Aufgabe → Nenne alle Berufsgruppen, die im Text über Leutnant Theodor Lohse als streikend bezeichnet werden.

Textauszug →
########################################
Leutnant Theodor Lohse, nach dem 1. Weltkrieg "degradiert" zum Hauslehrer, sehnt sich zurück an Macht und Gewalt, wie auf dem Schlachtfeld. Als Leutnant, als Befehlender, wurde er zum ersten Mal aus seinem dumpfen, kleinbürgerlichen Duckertum gerissen - und da möchte er wieder hin. Beim jüdischen Bankier angestellt zu sein, von seiner Familie nicht den Respekt und Gehorsam zu erhalten, den er sich erwartet, das schmerzt ihn. Folglich orientiert er sich an der Subkultur der Kriegsveteranen, die den Krieg als den Ihren ansahen und die Niederlage nie verwunden haben. Helden seiner Jugend sind die Kriegsherren des Krieges, sind solche Gestalten, wie General Ludendorff, der ihn auf einen langen Fanbrief antwortet, wenn auch nur kurz, aber umso militärischer und umso erhabener für Lohse, der sich just auch weiter noch im Krieg befindet - gegen den "inneren Feind". Und gegen diejenigen, die seiner Karriere etwas im Wege stehen.
Und so sabotiert er, so mordet er und so steigt er auf. Schafft es in das an Platz knappe Reichsheer, lässt streikende Landarbeiter mit Maschinengewehren niedermähen, zeigt sich herz- und kompromisslos. Und so wird er groß, wird richtiger Bürger. Hebt sich am ab vom Pöbel.
Arbeiter schlichen mit krankem Schattenschritt zur Arbeit wie längst Gestorbene, die den Fluch ihres irdischen Tagewerks weiterschleppen müssen [...]; brach einer nieder auf hartem Pflaster, raubte ihm der andere den Rock im Weitergehen; Krankheit wälzte sich durch die Häuser der Armen, über staubige Höfe, lag in den lichtarmen Stuben, drang durch die Haut; Geld rann durch die Finger der Satten, ihrer war die Macht, Furcht vor den Hungrigen nährte ihre Grausamkeit; Fruchtbarkeit ihrer Güter blähte ihren Stolz; sie tranken Champagner in lichterfüllten Palästen; sie ratterten in Automobilen von Geschäft zur Freude, von der Freude zum Geschäft; Fußgänger starben unter den Rädern; rasende Chauffeure flitzten weiter; die Totengräber streikten; die Metallarbeiter streikten; vor den Nahrungsmitteln hinter glänzenden Spiegelscheiben reckten sich ausgedörrte Hälse, flackerten Augen, aus den Höhlen getretene, kraftlose Fäuste ballten sich in zerrissenen Taschen.
########################################
Extrahierte Informationen →
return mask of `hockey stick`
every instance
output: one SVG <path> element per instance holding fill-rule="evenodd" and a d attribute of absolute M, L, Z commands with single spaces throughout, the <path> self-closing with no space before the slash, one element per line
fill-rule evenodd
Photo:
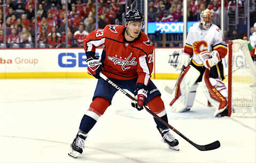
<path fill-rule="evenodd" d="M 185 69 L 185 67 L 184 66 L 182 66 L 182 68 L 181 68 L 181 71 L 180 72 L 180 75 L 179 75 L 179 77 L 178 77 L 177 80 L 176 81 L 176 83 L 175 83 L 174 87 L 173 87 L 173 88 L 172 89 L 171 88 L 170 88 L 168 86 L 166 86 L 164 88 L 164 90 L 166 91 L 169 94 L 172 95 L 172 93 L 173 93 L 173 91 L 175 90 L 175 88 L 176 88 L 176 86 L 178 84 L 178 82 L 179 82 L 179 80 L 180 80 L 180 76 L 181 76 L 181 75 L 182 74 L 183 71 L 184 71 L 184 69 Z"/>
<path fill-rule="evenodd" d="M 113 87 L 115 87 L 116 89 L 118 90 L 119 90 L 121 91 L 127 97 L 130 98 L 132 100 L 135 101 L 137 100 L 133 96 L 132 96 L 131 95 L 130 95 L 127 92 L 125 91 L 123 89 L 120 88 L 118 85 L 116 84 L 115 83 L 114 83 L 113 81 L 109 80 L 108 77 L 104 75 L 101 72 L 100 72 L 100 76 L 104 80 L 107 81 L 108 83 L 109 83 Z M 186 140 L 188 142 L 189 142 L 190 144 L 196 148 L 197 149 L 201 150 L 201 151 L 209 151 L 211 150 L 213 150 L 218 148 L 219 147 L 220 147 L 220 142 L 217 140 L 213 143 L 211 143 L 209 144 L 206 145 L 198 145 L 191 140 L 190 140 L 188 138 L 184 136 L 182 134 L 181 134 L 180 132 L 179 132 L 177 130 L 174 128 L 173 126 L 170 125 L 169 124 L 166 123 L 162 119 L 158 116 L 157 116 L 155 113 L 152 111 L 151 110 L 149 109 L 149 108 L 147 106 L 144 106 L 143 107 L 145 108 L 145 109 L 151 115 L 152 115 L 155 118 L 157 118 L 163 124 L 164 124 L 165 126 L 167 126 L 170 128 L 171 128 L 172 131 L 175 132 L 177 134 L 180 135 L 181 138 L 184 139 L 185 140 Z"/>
########################################
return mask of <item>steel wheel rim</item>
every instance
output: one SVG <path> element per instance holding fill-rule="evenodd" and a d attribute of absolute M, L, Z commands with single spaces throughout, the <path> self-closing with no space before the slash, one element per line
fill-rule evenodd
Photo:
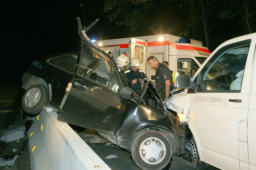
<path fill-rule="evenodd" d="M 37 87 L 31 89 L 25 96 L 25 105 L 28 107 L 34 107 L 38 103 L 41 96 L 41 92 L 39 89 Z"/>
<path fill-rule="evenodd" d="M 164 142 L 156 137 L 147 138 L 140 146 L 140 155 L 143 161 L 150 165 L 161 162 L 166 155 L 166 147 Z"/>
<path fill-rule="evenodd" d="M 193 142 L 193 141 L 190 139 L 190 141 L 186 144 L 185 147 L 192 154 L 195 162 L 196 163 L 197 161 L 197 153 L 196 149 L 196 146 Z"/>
########################################
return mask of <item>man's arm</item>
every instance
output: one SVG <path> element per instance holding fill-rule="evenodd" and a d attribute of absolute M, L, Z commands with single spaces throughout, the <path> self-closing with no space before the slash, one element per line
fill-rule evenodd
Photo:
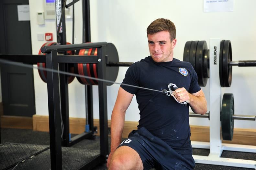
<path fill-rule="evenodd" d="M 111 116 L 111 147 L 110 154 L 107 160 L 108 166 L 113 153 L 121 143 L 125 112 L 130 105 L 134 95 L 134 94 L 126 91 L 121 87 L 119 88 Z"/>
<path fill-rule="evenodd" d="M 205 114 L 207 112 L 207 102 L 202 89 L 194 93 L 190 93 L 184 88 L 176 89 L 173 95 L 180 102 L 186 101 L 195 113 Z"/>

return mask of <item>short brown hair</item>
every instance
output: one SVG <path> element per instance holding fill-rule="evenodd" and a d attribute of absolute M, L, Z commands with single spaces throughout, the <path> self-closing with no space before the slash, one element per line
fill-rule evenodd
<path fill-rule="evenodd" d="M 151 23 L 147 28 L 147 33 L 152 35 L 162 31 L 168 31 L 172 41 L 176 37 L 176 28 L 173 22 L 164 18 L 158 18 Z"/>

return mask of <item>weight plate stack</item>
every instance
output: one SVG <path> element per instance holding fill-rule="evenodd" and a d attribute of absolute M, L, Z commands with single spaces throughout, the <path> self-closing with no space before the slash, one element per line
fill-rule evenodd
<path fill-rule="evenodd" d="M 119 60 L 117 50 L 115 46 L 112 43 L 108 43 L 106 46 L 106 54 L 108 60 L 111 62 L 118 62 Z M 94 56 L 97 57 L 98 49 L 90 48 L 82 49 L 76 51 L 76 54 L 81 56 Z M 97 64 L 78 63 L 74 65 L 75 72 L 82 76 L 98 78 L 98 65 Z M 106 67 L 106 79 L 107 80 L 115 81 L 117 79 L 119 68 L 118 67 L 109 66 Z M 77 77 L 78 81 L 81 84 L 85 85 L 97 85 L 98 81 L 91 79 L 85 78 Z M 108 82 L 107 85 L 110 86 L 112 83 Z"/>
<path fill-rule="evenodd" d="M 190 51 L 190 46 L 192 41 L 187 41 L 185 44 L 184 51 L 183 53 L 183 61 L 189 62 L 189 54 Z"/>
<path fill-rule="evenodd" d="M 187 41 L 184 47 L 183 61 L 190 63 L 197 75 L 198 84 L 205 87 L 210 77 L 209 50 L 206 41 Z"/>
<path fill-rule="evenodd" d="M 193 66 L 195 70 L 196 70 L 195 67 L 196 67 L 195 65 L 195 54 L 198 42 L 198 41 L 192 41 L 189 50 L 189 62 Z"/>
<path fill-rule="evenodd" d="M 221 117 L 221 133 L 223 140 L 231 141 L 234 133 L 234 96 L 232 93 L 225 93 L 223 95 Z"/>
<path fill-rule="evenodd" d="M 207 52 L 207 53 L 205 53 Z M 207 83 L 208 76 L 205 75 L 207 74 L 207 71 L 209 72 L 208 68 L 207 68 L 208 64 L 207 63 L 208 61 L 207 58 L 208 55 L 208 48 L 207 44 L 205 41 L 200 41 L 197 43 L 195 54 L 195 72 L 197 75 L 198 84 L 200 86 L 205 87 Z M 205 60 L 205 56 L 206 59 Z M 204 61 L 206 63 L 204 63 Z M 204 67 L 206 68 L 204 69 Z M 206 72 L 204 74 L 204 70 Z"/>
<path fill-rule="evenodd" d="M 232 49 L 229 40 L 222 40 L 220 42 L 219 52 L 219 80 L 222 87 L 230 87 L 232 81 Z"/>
########################################
Lösung →
- Landarbeiter
- Totengräber
- Metallarbeiter